> _AIM 1_:
In the records below, render the lines as a Markdown table with the columns "Row" and "Text." Cover the lines from the one containing "Target: engine intake" up to and including the last line of the records, and omit blank lines.

Start of SOURCE DOCUMENT

# Allowing utility bills to rollover: What are the consequences?



## mickaxe (5 Feb 2006)

Hi,

Can anyone tell me if allowing esb/bord gáis etc bills to rollover to double bills has an effect on ones credit rating?

Thanks.


----------



## thewatcher (5 Feb 2006)

*Re: Allowing utility bills to rollover*



			
				mickaxe said:
			
		

> Hi,
> 
> Can anyone tell me if allowing esb/bord gáis etc bills to rollover to double bills has an effect on ones credit rating?
> 
> Thanks.


 
Nope,i always do it.they do nothing for me(only increase prices way above inflation) so why should i pay them on time.It would have affected you back when the esb used to sell electrical goods on credit but their rates were so astronomical you would have been mad to get anything off them in the first place,i think they've sold all their shops to Bank Of Scotland now for banks.U still have to pay them mind u,but i only pay them when i feel like it !.

End of SOURCE DOCUMENT
Start of DATASET RECORDS

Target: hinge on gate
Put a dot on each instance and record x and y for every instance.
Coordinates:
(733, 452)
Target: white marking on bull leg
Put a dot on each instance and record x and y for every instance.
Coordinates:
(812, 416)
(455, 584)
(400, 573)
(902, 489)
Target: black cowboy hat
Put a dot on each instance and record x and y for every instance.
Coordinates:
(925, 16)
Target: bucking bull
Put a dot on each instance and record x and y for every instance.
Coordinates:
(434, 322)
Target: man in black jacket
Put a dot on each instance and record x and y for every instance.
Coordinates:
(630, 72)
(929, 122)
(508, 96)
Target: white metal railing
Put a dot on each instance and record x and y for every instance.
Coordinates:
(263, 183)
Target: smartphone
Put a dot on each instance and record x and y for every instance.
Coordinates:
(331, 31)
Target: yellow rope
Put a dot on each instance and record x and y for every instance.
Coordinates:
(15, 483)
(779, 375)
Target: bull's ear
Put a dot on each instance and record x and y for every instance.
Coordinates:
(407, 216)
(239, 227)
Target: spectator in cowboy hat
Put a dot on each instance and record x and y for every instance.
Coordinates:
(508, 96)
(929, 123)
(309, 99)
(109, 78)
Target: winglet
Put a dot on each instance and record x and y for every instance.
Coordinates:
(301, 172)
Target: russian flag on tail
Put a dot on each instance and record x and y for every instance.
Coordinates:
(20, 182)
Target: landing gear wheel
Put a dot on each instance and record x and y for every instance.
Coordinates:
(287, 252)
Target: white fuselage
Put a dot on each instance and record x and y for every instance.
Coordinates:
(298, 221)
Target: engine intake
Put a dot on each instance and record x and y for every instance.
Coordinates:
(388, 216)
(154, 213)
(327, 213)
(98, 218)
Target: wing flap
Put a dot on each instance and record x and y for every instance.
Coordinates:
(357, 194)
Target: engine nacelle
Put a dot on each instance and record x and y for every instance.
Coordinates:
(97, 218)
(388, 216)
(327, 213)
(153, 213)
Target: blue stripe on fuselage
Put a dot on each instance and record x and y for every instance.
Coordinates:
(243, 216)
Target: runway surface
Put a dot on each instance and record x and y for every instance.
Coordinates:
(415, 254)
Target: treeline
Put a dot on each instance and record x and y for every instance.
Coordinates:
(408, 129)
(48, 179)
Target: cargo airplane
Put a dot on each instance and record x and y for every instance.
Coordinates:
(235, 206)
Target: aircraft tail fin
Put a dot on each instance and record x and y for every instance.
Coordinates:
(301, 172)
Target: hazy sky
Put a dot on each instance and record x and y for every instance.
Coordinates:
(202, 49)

End of DATASET RECORDS

> _AIM 2_:
Reproduce the passage of the forum thread on utility bills from "## mickaxe (5" up to and including "thewatcher (5 Feb 2006)".

> _FINAL ANSWER 1_:
| Row | Text |
|---|---|
| 1 | Target: engine intake |
| 2 | Put a dot on each instance and record x and y for every instance. |
| 3 | Coordinates: |
| 4 | (388, 216) |
| 5 | (154, 213) |
| 6 | (327, 213) |
| 7 | (98, 218) |
| 8 | Target: wing flap |
| 9 | Put a dot on each instance and record x and y for every instance. |
| 10 | Coordinates: |
| 11 | (357, 194) |
| 12 | Target: engine nacelle |
| 13 | Put a dot on each instance and record x and y for every instance. |
| 14 | Coordinates: |
| 15 | (97, 218) |
| 16 | (388, 216) |
| 17 | (327, 213) |
| 18 | (153, 213) |
| 19 | Target: blue stripe on fuselage |
| 20 | Put a dot on each instance and record x and y for every instance. |
| 21 | Coordinates: |
| 22 | (243, 216) |
| 23 | Target: runway surface |
| 24 | Put a dot on each instance and record x and y for every instance. |
| 25 | Coordinates: |
| 26 | (415, 254) |
| 27 | Target: treeline |
| 28 | Put a dot on each instance and record x and y for every instance. |
| 29 | Coordinates: |
| 30 | (408, 129) |
| 31 | (48, 179) |
| 32 | Target: cargo airplane |
| 33 | Put a dot on each instance and record x and y for every instance. |
| 34 | Coordinates: |
| 35 | (235, 206) |
| 36 | Target: aircraft tail fin |
| 37 | Put a dot on each instance and record x and y for every instance. |
| 38 | Coordinates: |
| 39 | (301, 172) |
| 40 | Target: hazy sky |
| 41 | Put a dot on each instance and record x and y for every instance. |
| 42 | Coordinates: |
| 43 | (202, 49) |

> _FINAL ANSWER 2_:
## mickaxe (5 Feb 2006)

Hi,

Can anyone tell me if allowing esb/bord gáis etc bills to rollover to double bills has an effect on ones credit rating?

Thanks.


----------



## thewatcher (5 Feb 2006)